作業内容:
以下のサトウキビ試験成績発表会の記事を、「平成19年10月より新たなさ」を含む語句から「明るい話題である」と述べた。」までそのまま打ち直してください。一字も変えないでください。

読解用本文:
砂糖 砂糖分野の各種業務の情報、情報誌「砂糖類情報」の記事、統計資料など

ホーム > 砂糖 > 地域だより > 地域だより[2007年10月]

地域だより[2007年10月]

印刷ページ

最終更新日:2010年3月6日

砂糖類ホームページ/国内情報

地域だより
[2007年10月]


那覇事務所


担い手育成をテーマにしたシンポジウムが開催される
〜第34回サトウキビ試験成績発表会〜

 平成19年8月17日(金)、那覇市の沖縄産業支援センターにおいて、「第34回サトウキビ試験成績発表会(主催:沖縄県甘蔗作研究会)」が開催された。

 この発表会は2部構成となっており、平成18年度に沖縄県内の各試験研究機関などで実施されたさとうきび関係試験成績の総合検討会である一般発表と、「安定的かつ効率的なさとうきび生産担い手育成のあり方―地域の生産実態に即した担い手育成の方向性―」をテーマとしたシンポジウムとが行われた。

 平成19年10月より新たなさとうきびの制度がスタートするが、シンポジウムのテーマである「担い手育成」は、新制度においても今後の重要な課題と位置づけられているものであり、時期を得たテーマであった。

 また、開会にあたり、沖縄県甘蔗作研究会の村山盛一会長は、あいさつにおいて、「新たな政策の導入により、その体制に合わせた品種改良や栽培技術、機械などの開発が必要であること、また、従来の生産目的に加え、バイオマス利用目的についても着目していかねばならないが、研究者にとっては明るい話題である」と述べた。

沖縄県甘蔗作研究会村山会長

◆ 一般発表

午前の部においては、
  • 早期収穫可能な沖縄本島南部向けの多収品種「KN91-49」の特徴について
  • 新旧主要品種の収量性ならびに糖度の比較について
  • 国産バイオ燃料の大幅な生産拡大に向けた取り組みとしての「地域活性化のためのバイオマス利用技術の開発」プロジェクトにおける品種育成と栽培技術開発について
  • CO2ガス施用による収量と糖度への影響による増産の可能性について
などの発表があった。また、午後の部においては、
  • カンシャコバネナガカメムシの天敵であるカンシャコバネカメムシタマゴバチの大量増殖法の検討について
  • ハリガネムシ防除薬剤であるプリンスベイト剤がさとうきびの初期生育に与える影響の比較試験について
  • トラクタに装着するさとうきび補植機の開発について
  • GPSとICレコーダーを利用したハーベスタの作業状態の把握に基づく作業管理について
など、併せて16の発表があった。

保存レコード:
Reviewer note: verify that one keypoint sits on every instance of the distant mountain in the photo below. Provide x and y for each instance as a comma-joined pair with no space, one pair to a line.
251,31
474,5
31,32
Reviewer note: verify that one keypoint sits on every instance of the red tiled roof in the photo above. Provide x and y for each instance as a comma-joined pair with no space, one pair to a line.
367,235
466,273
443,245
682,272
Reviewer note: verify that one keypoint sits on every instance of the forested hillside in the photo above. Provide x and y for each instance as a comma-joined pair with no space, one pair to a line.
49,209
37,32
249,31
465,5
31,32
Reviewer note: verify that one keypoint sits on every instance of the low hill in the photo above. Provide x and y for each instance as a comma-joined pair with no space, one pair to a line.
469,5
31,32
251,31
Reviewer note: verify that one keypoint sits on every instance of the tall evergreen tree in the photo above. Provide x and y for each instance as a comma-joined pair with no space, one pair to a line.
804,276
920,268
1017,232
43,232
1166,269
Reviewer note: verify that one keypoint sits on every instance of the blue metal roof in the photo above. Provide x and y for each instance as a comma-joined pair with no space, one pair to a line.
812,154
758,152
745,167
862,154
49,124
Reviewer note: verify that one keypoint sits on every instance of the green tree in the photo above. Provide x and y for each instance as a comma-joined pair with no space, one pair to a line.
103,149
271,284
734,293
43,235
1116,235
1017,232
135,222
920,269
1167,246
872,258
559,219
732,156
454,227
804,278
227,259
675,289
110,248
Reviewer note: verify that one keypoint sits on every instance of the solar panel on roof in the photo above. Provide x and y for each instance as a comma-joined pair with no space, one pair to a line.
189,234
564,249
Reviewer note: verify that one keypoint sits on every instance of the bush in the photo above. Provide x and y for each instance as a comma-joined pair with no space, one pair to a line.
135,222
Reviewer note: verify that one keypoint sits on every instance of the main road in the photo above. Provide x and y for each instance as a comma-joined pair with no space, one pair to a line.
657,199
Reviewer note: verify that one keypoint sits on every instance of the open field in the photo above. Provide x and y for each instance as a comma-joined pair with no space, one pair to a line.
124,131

完成解答:
平成19年10月より新たなさとうきびの制度がスタートするが、シンポジウムのテーマである「担い手育成」は、新制度においても今後の重要な課題と位置づけられているものであり、時期を得たテーマであった。

 また、開会にあたり、沖縄県甘蔗作研究会の村山盛一会長は、あいさつにおいて、「新たな政策の導入により、その体制に合わせた品種改良や栽培技術、機械などの開発が必要であること、また、従来の生産目的に加え、バイオマス利用目的についても着目していかねばならないが、研究者にとっては明るい話題である」と述べた。